● **Requirements**
Write out every item below word for word, changing nothing.

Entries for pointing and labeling
....

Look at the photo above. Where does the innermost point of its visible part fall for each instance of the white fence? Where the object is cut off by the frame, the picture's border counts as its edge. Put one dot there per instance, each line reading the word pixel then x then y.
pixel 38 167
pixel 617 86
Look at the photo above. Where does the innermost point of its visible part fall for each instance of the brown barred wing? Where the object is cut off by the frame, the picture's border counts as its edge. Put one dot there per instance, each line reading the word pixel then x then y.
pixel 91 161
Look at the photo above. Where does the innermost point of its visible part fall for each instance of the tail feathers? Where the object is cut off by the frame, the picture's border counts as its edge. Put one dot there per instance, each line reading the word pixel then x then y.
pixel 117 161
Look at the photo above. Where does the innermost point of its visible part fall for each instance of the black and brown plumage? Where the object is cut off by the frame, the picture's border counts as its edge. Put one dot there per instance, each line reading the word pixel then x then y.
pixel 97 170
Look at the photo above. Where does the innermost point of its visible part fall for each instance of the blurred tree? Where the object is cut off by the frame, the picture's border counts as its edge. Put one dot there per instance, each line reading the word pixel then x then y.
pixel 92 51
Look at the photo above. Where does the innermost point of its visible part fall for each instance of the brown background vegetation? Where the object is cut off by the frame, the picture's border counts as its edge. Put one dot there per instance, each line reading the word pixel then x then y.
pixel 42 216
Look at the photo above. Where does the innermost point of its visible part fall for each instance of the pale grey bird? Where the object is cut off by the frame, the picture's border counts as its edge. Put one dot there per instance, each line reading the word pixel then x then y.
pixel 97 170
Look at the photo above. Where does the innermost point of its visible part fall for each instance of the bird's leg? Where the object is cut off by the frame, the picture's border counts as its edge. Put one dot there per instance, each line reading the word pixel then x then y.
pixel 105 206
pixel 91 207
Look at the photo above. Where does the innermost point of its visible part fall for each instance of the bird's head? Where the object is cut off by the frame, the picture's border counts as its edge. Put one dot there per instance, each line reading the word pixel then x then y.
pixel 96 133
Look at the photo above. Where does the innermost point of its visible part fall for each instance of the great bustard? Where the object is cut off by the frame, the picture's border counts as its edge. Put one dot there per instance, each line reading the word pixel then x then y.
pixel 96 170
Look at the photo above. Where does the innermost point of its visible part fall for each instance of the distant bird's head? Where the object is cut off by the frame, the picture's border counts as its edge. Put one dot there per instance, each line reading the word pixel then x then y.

....

● **Expected output**
Look at the photo above. Where does the innermost point of its visible part fall for each instance of the white fence? Where the object is cut off by the frame, the picture's border counts as its edge. Put one dot there per instance, each line reading the word pixel then x then y.
pixel 38 167
pixel 617 86
Look at the photo above. Where does the innermost point of its visible part fall for each instance of the brown barred wing? Where the object is cut off by the frame, the picture's border counts as its edge. Put one dot there per instance, each line reading the word pixel then x then y.
pixel 91 161
Look at the photo above. Where does the innermost point of its visible part fall for each instance of the tail feathers? Where the object is cut off by the frame, the picture's border counts as its edge. Put one dot there per instance, each line reading the word pixel then x then y.
pixel 117 161
Look at the photo above. Where does the innermost point of its visible part fall for each instance of the black and brown plumage? Where the object is cut off by the frame, the picture's border counts as its edge. Put one dot there per instance, each line reading the word pixel then x then y.
pixel 97 170
Look at the photo above. Where does the innermost point of its visible part fall for each instance of the blurred tree? Where the object is cut off by the frame, the picture's border counts as its edge. Put one dot there per instance, each line reading the word pixel then x then y.
pixel 92 51
Look at the photo above. Where does the innermost point of its visible part fall for each instance of the brown background vegetation? Where the object is cut off by the frame, the picture's border counts as its edge. Put one dot there per instance, each line reading the word pixel then x then y.
pixel 42 216
Look at the photo above. Where does the innermost point of its visible part fall for each instance of the pale grey bird? Where the object is cut off by the frame, the picture's border counts as its edge. Put one dot there per instance, each line reading the word pixel then x then y.
pixel 97 170
Look at the photo above. Where does the innermost point of its visible part fall for each instance of the bird's leg? Where the object is cut off by the frame, the picture's border counts as its edge. Put one dot there per instance, each line reading the word pixel then x then y.
pixel 105 206
pixel 91 207
Look at the photo above. Where does the innermost point of its visible part fall for each instance of the bird's head? Where the object is cut off by the frame, the picture's border counts as its edge. Put one dot there per instance, each line reading the word pixel then x then y.
pixel 96 133
Look at the photo above. Where does the innermost point of its visible part fall for each instance of the great bustard? Where the object is cut off by the frame, the picture's border counts as its edge. Put one dot there per instance, each line reading the word pixel then x then y.
pixel 96 170
Look at the photo above. Where does the innermost point of its visible part fall for each instance of the distant bird's head? Where the object is cut off by the frame, the picture's border counts as its edge. Put one dot there per instance, each line reading the word pixel then x then y.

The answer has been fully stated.